=== Text passage ===

July 17, 2007 in City

CHAS shifts inpatient care

By The Spokesman-Review
 
CHRISTOPHER ANDERSON photo

Dr. David Bare greets patients as he enters the CHAS Northeast Clinic on Monday.
(Full-size photo)

Some exceptions

Pregnant CHAS clients who are expecting to deliver between August and October can go to Sacred Heart if desired, CHAS officials said. CHAS clients who are children will still be admitted to Sacred Heart Children’s Hospital.

Spokane’s largest low-income health clinic will stop admitting adult patients to Sacred Heart Medical Center after Aug. 1 under a new arrangement that shifts most inpatient care to the hospital down the block.

Deaconess Medical Center has pledged to cover for the Community Health Association of Spokane, freeing its doctors from emergency room rotations and some hospital duties that have threatened their ability to staff the clinics that serve some 36,000 clients a year.

Letters went out last week to about 20,000 CHAS clients, explaining that if they need hospital care, they won’t be sent to Sacred Heart.

“CHAS was birthed to take care of outpatients,” said Dr. David Bare, the agency’s medical director. “We began seeing our inpatients, but it’s been pulling us away from our primary responsibility, which is outpatient primary care.”

Sacred Heart officials said they were surprised by the move, which will affect an estimated 10 to 15 patients a day. Dr. Jeff Collins, chief medical officer at Sacred Heart, said he was informed by letter last week.

“I don’t really know the nature of how we didn’t meet their needs,” Collins said, adding that hospital officials had been trying to meet in person with Peg Hopkins, CHAS executive director. “Personally, that’s not how I would communicate to a partner.”

Hopkins, however, said she had been considering the move since January and had discussed the situation with Skip Davis, Sacred Heart’s chief executive officer.

At issue, she said, was a system that required CHAS doctors and midwives, like other primary care providers, to participate in an increasingly demanding emergency department rotation while trying to keep up with work in the outpatient clinics.

A few years ago, a CHAS doctor might have been on call twice a month, Bare said. Now, a doctor might be on call every four or five nights. At least one CHAS doctor is on call at either Sacred Heart or Deaconess every night of the week, which means they’re not available to work in a clinic the next day.

=== The data ===

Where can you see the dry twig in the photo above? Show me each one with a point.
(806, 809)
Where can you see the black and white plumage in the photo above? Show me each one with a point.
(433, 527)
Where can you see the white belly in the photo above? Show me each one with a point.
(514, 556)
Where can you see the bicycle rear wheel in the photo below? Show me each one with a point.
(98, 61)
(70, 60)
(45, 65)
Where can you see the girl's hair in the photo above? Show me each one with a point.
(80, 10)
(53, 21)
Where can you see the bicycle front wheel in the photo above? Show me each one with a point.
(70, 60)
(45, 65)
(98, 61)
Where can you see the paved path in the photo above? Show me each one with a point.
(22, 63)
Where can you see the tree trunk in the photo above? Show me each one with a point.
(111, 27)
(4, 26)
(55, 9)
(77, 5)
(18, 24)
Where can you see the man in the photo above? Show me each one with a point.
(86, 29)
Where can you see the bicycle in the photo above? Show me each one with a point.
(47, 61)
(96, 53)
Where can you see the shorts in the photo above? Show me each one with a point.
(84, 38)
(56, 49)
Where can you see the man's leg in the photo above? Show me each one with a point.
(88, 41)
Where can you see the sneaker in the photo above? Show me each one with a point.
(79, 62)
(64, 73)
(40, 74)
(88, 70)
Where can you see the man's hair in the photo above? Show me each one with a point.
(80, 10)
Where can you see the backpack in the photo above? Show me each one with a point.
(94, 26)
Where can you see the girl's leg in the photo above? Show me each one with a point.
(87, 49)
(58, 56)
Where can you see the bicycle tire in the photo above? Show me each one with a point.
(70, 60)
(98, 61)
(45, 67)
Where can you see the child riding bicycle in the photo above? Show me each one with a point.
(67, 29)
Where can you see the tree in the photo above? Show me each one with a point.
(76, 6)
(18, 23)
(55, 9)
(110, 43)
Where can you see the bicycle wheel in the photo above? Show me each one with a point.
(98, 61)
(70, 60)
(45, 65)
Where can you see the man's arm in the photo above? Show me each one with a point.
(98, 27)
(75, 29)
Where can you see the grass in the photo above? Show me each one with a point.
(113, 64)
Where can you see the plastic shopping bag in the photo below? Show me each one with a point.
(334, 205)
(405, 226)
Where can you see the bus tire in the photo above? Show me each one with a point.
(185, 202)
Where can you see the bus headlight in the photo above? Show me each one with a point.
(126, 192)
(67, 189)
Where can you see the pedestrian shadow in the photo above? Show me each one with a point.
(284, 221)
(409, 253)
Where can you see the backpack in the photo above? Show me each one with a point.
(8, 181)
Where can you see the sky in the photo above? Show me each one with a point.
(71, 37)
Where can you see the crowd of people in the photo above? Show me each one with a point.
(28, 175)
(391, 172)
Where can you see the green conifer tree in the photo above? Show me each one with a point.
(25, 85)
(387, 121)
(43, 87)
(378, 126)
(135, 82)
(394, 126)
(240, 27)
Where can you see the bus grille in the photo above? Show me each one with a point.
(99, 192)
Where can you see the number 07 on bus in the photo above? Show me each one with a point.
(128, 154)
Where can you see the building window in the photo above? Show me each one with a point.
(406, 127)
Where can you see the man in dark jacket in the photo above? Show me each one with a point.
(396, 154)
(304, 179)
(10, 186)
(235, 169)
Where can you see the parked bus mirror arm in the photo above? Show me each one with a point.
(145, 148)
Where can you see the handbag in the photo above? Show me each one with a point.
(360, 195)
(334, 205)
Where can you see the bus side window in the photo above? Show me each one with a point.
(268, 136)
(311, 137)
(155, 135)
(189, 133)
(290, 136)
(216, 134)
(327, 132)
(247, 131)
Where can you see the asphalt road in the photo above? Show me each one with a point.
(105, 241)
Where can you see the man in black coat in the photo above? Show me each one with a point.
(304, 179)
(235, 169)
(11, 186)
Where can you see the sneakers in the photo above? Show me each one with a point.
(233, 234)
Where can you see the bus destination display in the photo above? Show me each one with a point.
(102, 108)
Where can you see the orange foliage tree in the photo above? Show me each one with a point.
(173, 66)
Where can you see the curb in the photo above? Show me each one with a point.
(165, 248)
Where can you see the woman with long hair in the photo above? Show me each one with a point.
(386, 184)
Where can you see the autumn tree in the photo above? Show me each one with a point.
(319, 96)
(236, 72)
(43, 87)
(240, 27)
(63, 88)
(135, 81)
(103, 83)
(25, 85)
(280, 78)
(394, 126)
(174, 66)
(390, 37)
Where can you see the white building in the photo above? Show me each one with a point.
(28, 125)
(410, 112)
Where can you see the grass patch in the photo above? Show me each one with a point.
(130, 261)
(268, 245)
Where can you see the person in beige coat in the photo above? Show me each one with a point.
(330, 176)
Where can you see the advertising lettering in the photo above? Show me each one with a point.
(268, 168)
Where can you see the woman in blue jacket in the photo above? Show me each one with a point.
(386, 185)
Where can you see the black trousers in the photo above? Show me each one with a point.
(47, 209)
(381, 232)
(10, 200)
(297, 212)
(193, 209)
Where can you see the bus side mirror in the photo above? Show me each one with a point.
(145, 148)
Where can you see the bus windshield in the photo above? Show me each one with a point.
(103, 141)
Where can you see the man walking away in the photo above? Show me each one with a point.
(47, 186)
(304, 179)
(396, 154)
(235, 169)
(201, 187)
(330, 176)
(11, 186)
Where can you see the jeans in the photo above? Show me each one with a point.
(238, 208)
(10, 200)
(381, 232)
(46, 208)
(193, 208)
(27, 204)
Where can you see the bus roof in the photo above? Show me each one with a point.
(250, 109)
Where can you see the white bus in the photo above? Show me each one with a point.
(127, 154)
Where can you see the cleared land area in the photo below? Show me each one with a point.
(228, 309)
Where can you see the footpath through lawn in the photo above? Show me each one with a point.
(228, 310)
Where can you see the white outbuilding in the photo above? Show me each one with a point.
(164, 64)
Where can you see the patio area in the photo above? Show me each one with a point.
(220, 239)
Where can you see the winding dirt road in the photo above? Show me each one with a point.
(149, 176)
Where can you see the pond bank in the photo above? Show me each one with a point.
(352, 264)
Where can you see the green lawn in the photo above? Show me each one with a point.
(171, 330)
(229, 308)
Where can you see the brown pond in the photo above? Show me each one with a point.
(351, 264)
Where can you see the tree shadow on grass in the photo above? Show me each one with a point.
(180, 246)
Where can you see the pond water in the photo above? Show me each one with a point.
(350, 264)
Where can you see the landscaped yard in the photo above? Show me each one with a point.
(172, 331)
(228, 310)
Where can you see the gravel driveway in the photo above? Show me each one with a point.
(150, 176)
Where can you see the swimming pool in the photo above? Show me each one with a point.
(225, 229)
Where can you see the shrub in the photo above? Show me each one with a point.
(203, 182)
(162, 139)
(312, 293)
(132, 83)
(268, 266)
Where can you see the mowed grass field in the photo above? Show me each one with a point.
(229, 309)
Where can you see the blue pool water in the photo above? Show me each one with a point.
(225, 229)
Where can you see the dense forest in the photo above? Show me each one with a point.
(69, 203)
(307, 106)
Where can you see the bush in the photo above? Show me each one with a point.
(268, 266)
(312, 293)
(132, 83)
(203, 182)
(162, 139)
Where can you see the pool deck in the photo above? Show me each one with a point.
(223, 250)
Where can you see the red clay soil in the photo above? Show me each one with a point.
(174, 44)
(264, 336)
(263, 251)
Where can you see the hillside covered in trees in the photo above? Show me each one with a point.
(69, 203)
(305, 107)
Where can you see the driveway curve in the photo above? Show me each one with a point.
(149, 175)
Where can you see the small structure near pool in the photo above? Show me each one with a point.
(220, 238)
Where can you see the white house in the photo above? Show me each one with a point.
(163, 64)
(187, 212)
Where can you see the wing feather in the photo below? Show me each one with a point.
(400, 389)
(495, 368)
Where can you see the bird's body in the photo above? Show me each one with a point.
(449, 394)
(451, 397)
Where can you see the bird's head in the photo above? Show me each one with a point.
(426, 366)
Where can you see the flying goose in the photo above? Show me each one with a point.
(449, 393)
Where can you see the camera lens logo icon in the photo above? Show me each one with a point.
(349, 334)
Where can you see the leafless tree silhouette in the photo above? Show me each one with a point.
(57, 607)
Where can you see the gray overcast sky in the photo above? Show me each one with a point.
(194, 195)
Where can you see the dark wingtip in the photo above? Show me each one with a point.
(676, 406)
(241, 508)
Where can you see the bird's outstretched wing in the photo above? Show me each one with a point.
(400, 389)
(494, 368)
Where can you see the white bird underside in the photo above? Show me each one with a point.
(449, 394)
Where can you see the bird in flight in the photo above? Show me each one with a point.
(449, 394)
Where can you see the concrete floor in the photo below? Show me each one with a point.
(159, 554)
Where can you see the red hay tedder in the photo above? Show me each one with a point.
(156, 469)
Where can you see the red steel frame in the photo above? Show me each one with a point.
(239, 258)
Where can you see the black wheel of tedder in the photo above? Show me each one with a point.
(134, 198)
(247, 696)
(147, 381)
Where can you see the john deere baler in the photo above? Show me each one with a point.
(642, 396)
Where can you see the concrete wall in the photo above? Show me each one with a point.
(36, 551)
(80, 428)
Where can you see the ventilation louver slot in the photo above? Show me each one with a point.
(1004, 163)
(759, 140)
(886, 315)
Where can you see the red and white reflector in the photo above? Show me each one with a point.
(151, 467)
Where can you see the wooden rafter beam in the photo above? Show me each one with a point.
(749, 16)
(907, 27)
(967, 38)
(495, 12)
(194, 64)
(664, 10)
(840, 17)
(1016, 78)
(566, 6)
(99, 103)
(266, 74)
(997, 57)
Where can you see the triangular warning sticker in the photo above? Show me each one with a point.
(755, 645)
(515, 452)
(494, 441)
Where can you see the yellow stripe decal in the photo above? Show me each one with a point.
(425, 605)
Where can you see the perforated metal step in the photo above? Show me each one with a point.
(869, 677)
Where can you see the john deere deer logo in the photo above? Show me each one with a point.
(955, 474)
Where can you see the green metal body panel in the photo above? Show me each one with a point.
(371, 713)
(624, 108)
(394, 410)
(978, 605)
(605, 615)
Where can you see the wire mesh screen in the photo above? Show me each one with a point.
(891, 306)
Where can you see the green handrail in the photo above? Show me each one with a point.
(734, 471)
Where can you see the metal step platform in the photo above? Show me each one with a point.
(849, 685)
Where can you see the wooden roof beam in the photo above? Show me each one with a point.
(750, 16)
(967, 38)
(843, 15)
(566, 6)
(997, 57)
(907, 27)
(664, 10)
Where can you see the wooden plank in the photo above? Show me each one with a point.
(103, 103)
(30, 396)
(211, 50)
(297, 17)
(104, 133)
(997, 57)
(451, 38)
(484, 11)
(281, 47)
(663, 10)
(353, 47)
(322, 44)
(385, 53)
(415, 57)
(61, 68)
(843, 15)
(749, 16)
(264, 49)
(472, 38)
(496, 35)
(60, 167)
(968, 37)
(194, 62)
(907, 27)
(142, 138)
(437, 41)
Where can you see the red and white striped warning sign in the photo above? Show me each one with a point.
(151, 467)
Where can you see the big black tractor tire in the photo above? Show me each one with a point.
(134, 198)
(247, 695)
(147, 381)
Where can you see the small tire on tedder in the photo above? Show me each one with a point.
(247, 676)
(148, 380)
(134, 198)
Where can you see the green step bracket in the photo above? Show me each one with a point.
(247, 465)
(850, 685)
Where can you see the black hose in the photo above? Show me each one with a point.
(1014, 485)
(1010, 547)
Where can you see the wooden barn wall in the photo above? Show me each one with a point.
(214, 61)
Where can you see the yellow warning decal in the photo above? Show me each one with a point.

===

Work request:
Carry on the news article about CHAS shifting inpatient care to Deaconess, starting after its last sentence.

Output below:
Under the new arrangement, seven CHAS doctors and two midwives will no longer admit patients to Sacred Heart. About 30 physicians’ assistants and other staffers will no longer refer clients to that hospital after Aug. 1, Hopkins said.

Instead, they’ll be sent to Deaconess, where a crew of 10 hospitalists – doctors who work only in hospitals – will absorb the load. Sacred Heart declined to have its hospitalists care for CHAS patients, Bare said.

CHAS staff also will continue to send patients to Holy Family Hospital and to Valley Hospital and Medical Center.

Sacred Heart hospitalists are overburdened themselves, said Collins. But Deaconess officials said the hospitalists will have no trouble adding the CHAS patients to their load.

“Deaconess and Empire Health have made a strong commitment to inpatient care,” said Dr. Monika Gottlieb, medical director for the hospital medicine program.

The new arrangement carries no financial requirements. Empire Health Services is considering selling its two hospitals to Community Health Systems Inc. of Tennessee, but no one could say for sure how that might affect CHAS.

The CHAS decision reflects a larger crisis in primary care, said Dr. Brian Seppi, president of the Spokane County Medical Society. In a region that has lost 50 primary care doctors in five years, and where some 30 private practice posts are open, finding doctors willing to take on inpatient and outpatient care is difficult. “Primary care resources are being stretched,” Seppi said.

Family doctors with privileges at both hospitals, and those who want to treat obstetric patients, must participate in a rotation of caring for so-called “no-docs,” clients who come to the hospital with no doctors of their own. In busy emergency rooms, that’s about 20 percent of the clients, according to national estimates.

The CHAS decision means that the 30 doctors who remain in Sacred Heart’s pool will have to staff the “no doc” rotation more often, Seppi said.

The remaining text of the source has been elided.